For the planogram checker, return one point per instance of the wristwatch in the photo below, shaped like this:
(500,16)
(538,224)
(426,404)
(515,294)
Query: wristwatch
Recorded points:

...

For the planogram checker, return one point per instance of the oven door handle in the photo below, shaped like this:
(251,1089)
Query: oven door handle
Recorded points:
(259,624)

**Aim of the task**
Filter the records for lines holding the string "Query". Copy each one.

**Response to this exercise**
Query: wristwatch
Query: oven door handle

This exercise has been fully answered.